*** Opening TEXT PASSAGE ***

Sinead O'Connor, the Irish singer who has generated as much controversy as record sales, says she won't attend the Grammy Awards because she doesn't like the music industry's values. "I signed my record deal when I was 17 and it has taken me this time to gather enough information and mull it over and reach a conclusion," O'Connor said in a letter sent Friday to the National Academy of Recording Arts & Sciences.
The 24-year-old singer, known for her distinctive close-cropped hairstyle, was nominated in four Grammy categories for her album I Do Not Want What I Haven't Got. She was scheduled to perform her hit song Nothing Compares 2 U at the Feb. 20 ceremony.
"We are allowing ourselves to be portrayed as being in some way more important, more special than the very people we are supposed to be helping _ by the way we dress, by the cars we travel in, by the "otherworldliness' of our shows and by a lot of what we say in our music," O'Connor wrote.
Academy President Michael Greene questioned O'Connor's decision Friday.
"We applaud that Sinead feels so strongly about these issues and believe that her convictions only add to the seriousness of her work," Greene said. "But she may be misguided."
Military mere coincidence
Entertainer Louise Mandrell says it's a coincidence that she has a military tribute in her upcoming musical production at Opryland USA.
The show, Love My Country, was written before war broke out in the Middle East, the singer dancer instrumentalist said.
"It's going to look as if I put it in because of this _ and that's okay because the men deserve it _ but the truth is it was already planned because I am really pro-military," she said.
The production includes a military tribute with twirling rifles and uniformed performers representing each branch of the armed forces. It will be presented March 30 through the summer.
Actress Stefanie Powers says the extinction of wildlife is a sign of the wastefulness of modern life.
"The destruction of an animal species is the symptom of a disease that is killing us all," she said Friday during an appearance at a Nashville, Tenn., department store to benefit the William Holden Wildlife Foundation in Kenya.
"There is a malignancy of neglect that is destroying the infrastructure of our lives," she said. "In this country, we are the greatest consumers and the largest producers of garbage in the world, and we are more wasteful than any society that ever existed in the history of the world."
Paul A. Volcker and James Earl Jones are among six winners of Common Wealth Awards. Each winner receives $120,000. The awards, which were announced Thursday, were created by the late Ralph Hayes, a Coca-Cola executive.

*** Closing TEXT PASSAGE ***

QUESTIONS |
a. According to the news briefs, how much money does each winner of the Common Wealth Awards receive?
b. Using the news briefs, explain why Louise Mandrell says the military tribute in her show is a coincidence.
c. Decide whether each statement agrees with the news briefs, and quote the words that settle it: (i) O'Connor was set to perform Nothing Compares 2 U at the Grammy ceremony. (ii) Mandrell's production will run only in March. (iii) Stefanie Powers's Nashville appearance benefited a wildlife foundation in Kenya.

*** Opening SOURCE DATA ***

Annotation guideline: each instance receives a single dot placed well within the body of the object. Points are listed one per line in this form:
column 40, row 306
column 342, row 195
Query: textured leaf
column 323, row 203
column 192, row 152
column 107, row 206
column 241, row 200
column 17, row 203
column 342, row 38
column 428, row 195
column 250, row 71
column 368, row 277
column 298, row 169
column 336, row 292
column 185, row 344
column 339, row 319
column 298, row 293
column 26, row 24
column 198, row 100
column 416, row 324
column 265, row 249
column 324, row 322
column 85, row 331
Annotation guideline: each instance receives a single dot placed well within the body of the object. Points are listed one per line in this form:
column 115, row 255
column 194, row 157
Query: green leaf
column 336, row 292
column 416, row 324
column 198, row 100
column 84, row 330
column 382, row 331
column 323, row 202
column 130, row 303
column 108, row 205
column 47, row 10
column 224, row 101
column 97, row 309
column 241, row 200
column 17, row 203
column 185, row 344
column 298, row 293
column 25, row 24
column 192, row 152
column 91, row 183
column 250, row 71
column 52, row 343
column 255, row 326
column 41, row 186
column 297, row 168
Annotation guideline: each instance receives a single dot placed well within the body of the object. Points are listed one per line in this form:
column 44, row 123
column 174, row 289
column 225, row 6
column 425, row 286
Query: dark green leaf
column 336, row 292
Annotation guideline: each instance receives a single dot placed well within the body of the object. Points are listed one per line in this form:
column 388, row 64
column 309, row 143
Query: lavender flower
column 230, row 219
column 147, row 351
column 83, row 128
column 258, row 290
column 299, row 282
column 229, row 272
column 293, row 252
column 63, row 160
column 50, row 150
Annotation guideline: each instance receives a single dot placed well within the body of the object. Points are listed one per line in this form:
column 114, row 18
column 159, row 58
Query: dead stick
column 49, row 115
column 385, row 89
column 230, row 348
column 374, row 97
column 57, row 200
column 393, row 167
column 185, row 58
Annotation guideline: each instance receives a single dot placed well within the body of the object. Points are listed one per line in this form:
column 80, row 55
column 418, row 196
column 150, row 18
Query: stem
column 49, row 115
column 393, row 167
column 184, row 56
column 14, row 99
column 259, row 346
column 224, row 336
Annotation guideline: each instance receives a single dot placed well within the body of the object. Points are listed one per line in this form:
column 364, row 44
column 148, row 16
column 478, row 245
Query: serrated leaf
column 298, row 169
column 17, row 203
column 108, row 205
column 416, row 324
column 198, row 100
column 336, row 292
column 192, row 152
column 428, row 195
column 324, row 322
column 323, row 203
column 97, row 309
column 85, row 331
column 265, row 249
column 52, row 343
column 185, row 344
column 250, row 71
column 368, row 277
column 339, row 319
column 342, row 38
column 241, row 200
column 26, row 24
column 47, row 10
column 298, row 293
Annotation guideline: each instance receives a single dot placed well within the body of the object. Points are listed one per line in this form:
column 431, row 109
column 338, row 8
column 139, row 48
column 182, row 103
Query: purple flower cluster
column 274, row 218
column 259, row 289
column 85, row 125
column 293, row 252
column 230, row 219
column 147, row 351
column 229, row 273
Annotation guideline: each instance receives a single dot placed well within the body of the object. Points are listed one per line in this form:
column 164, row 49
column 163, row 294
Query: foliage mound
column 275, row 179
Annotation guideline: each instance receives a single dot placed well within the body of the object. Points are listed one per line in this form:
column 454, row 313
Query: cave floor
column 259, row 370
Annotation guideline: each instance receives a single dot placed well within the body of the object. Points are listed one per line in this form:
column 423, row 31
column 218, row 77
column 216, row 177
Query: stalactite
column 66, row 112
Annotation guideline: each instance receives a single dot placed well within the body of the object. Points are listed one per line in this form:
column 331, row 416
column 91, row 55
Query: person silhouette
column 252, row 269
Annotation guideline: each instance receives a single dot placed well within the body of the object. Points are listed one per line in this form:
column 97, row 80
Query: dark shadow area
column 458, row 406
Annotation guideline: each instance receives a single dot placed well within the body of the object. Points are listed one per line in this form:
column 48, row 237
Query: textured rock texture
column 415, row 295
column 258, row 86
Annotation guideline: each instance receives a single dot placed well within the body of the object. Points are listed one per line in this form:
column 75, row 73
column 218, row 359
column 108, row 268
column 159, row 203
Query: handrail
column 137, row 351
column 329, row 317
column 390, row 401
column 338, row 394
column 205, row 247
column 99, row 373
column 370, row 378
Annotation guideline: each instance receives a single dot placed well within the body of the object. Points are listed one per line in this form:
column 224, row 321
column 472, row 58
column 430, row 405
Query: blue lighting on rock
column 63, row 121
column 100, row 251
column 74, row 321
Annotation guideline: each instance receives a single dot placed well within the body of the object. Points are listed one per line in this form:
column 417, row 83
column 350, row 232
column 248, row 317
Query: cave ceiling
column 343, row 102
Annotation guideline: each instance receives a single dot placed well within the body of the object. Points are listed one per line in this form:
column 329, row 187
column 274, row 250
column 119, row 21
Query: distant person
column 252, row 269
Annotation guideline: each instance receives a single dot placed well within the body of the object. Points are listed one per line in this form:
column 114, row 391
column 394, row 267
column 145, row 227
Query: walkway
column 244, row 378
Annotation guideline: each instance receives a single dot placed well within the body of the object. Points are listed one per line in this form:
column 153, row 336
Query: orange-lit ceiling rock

*** Closing SOURCE DATA ***

YOUR WRITTEN ANSWERS |
a. Each winner receives $120,000.

b. She says the show, Love My Country, was written before war broke out in the Middle East. The tribute was already planned because she is "really pro-military."

c.
(i) Yes: "She was scheduled to perform her hit song Nothing Compares 2 U at the Feb. 20 ceremony."
(ii) No: "It will be presented March 30 through the summer."
(iii) Yes: "to benefit the William Holden Wildlife Foundation in Kenya."